**Work instructions:**
Would you print out all of the data exactly and keep the pictures out of it?
BEGIN Supplied data
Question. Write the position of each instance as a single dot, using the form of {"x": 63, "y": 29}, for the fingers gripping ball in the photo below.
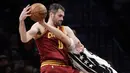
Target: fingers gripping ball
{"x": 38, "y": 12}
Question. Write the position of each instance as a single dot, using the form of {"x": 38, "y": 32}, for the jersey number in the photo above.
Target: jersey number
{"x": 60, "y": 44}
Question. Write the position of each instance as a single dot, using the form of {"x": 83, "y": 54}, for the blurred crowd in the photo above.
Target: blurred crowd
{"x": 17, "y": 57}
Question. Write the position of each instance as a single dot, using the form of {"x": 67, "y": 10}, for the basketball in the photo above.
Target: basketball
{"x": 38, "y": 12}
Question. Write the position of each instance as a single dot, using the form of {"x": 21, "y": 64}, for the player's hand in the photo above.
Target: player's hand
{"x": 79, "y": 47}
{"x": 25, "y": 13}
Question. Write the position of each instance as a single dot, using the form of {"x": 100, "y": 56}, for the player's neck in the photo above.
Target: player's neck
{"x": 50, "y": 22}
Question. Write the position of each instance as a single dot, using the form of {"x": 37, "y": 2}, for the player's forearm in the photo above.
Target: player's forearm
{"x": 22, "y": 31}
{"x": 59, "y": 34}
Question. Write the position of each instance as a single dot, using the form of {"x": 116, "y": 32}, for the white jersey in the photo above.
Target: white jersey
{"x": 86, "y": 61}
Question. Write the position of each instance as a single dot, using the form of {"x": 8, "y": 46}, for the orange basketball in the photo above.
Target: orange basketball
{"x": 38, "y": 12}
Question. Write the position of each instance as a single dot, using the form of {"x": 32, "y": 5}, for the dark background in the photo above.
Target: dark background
END Supplied data
**Solved problem:**
Question. Write the position of each instance as a single dot, using the form of {"x": 63, "y": 29}, for the fingers gripping ball in the photo below.
Target: fingers gripping ball
{"x": 38, "y": 12}
Question. Write the position of each instance as a single dot, using the form of {"x": 38, "y": 32}, for the jersey number in the photo above.
Target: jersey number
{"x": 60, "y": 44}
Question. Write the position of each instance as a single dot, using the form of {"x": 83, "y": 54}, for the blurred crowd in the photo above.
Target: blurred crowd
{"x": 17, "y": 57}
Question. Write the position of each instance as a single dot, using the form of {"x": 67, "y": 10}, for the basketball in the photo above.
Target: basketball
{"x": 38, "y": 12}
Question. Write the position of each instance as a single dot, using the form of {"x": 21, "y": 64}, for the player's hand in the photo above.
Target: player's hand
{"x": 79, "y": 47}
{"x": 25, "y": 13}
Question. Write the position of each instance as a single dot, using the form of {"x": 100, "y": 56}, for the player's neck in the photo above.
Target: player's neck
{"x": 50, "y": 22}
Question. Write the position of each instance as a single dot, using the form of {"x": 37, "y": 2}, for the player's forearm in the photo above.
Target: player's forearm
{"x": 22, "y": 31}
{"x": 59, "y": 34}
Question. Write the position of each instance as a single dot, using the form of {"x": 116, "y": 32}, for the white jersey in the photo above.
Target: white jersey
{"x": 86, "y": 61}
Question. Write the position of each instance as a single dot, using the form of {"x": 8, "y": 46}, for the orange basketball in the photo above.
Target: orange basketball
{"x": 38, "y": 12}
Question. Write the position of each instance as a single dot, using the form of {"x": 32, "y": 5}, for the dark background in the photo above.
Target: dark background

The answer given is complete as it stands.